**What to work on**: Please give the data again exactly, with no line dropped.

Stored data
___

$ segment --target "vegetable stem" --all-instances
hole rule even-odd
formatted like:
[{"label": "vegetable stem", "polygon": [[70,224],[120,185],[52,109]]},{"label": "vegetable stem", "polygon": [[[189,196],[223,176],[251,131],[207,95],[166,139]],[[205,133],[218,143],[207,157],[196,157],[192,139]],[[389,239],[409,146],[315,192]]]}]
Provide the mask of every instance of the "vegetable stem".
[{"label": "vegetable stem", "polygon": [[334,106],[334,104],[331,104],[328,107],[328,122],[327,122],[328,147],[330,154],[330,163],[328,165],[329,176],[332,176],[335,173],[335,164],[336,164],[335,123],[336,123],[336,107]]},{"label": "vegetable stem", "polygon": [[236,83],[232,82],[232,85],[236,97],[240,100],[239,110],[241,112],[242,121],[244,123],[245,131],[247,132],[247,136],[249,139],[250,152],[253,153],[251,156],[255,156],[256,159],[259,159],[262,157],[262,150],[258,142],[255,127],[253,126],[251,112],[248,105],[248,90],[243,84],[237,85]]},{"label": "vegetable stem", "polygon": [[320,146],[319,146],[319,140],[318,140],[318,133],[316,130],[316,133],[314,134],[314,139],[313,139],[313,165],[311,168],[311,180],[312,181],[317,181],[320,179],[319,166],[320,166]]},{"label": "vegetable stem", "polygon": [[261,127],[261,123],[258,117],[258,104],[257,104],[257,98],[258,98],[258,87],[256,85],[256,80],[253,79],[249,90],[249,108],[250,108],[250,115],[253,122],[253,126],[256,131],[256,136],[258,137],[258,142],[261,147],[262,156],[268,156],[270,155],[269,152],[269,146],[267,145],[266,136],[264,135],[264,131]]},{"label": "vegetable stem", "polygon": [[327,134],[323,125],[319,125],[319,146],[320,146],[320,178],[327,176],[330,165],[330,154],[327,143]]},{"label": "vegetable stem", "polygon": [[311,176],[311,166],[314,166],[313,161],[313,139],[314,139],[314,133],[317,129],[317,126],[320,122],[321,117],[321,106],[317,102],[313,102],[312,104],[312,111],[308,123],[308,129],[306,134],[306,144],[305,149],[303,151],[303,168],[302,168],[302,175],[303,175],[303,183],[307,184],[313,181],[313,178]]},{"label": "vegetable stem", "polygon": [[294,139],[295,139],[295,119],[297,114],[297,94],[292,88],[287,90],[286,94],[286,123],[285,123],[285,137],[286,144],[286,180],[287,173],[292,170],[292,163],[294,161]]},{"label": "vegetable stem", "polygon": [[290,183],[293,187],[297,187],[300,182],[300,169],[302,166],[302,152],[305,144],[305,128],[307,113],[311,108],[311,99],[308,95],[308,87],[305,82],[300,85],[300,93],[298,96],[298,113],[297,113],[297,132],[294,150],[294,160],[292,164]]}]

___

**Written response**:
$ segment --target "vegetable stem" --all-instances
hole rule even-odd
formatted like:
[{"label": "vegetable stem", "polygon": [[70,224],[120,185],[52,109]]},{"label": "vegetable stem", "polygon": [[[189,196],[223,176],[251,131],[207,95],[166,139]],[[205,133],[218,143],[207,157],[196,157],[192,139]],[[389,239],[409,146],[315,192]]]}]
Provide the mask of every instance of the "vegetable stem".
[{"label": "vegetable stem", "polygon": [[334,106],[334,104],[331,104],[328,107],[328,122],[327,122],[328,147],[330,154],[330,163],[328,165],[329,176],[332,176],[335,173],[335,164],[336,164],[335,123],[336,123],[336,107]]},{"label": "vegetable stem", "polygon": [[236,83],[232,82],[232,85],[236,97],[240,100],[239,110],[241,112],[242,121],[244,123],[245,131],[247,132],[247,136],[249,139],[250,152],[253,153],[251,156],[255,156],[256,159],[259,159],[262,157],[262,150],[258,142],[255,127],[253,126],[251,112],[248,105],[248,90],[243,84],[237,85]]},{"label": "vegetable stem", "polygon": [[320,146],[319,146],[319,140],[318,140],[318,133],[316,130],[316,133],[314,134],[314,139],[313,139],[313,165],[311,168],[311,180],[312,181],[317,181],[320,179],[319,166],[320,166]]},{"label": "vegetable stem", "polygon": [[261,127],[261,123],[258,117],[258,104],[257,104],[257,98],[258,98],[258,87],[256,85],[256,80],[253,79],[249,90],[249,108],[250,108],[250,115],[253,122],[253,126],[256,131],[256,136],[258,137],[258,142],[261,147],[262,156],[268,156],[270,155],[269,152],[269,146],[267,145],[266,136],[264,135],[264,131]]},{"label": "vegetable stem", "polygon": [[327,134],[323,125],[319,125],[319,146],[320,146],[320,178],[327,176],[330,165],[330,154],[327,143]]},{"label": "vegetable stem", "polygon": [[311,176],[311,166],[314,166],[313,161],[313,139],[314,139],[314,133],[317,129],[317,126],[320,122],[321,117],[321,106],[317,102],[313,102],[312,104],[312,111],[308,123],[308,129],[306,134],[306,144],[305,149],[303,151],[303,168],[302,168],[302,175],[303,175],[303,183],[307,184],[313,181],[313,178]]},{"label": "vegetable stem", "polygon": [[294,139],[295,139],[295,119],[297,114],[297,94],[292,88],[287,90],[286,94],[286,123],[285,123],[285,137],[286,144],[286,180],[287,173],[292,170],[292,163],[294,161]]},{"label": "vegetable stem", "polygon": [[290,183],[293,187],[297,187],[300,182],[300,169],[302,166],[302,152],[305,144],[305,128],[307,113],[311,108],[311,99],[308,95],[308,87],[305,82],[300,85],[300,93],[298,96],[298,113],[297,113],[297,132],[294,150],[294,160],[292,164]]}]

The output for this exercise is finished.